--- START OF Dataset ---

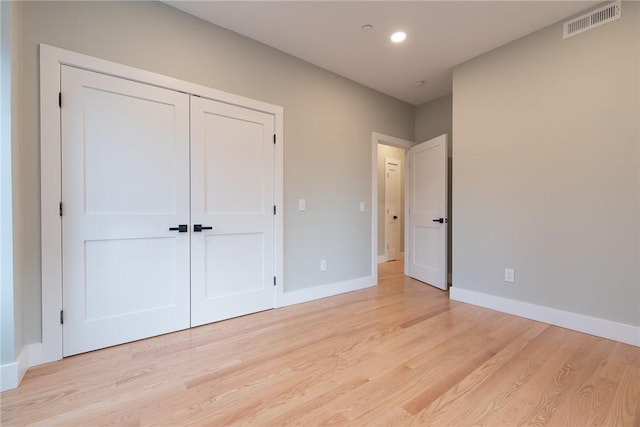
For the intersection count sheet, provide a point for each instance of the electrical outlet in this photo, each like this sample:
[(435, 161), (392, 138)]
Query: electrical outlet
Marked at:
[(509, 275)]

--- END OF Dataset ---

Task directions :: Rewrite every line of the items above except the pictures, requests included. Multiply each point coordinate in the answers by 1.65 and round to the nearest whole number, with halves rounding up; leave the numbers in the requests and their format samples as they are.

Correct answer ::
For the intersection count sheet, provide a point for each instance of the electrical outlet in this photo, each like this sample:
[(435, 161), (392, 138)]
Query: electrical outlet
Marked at:
[(840, 454)]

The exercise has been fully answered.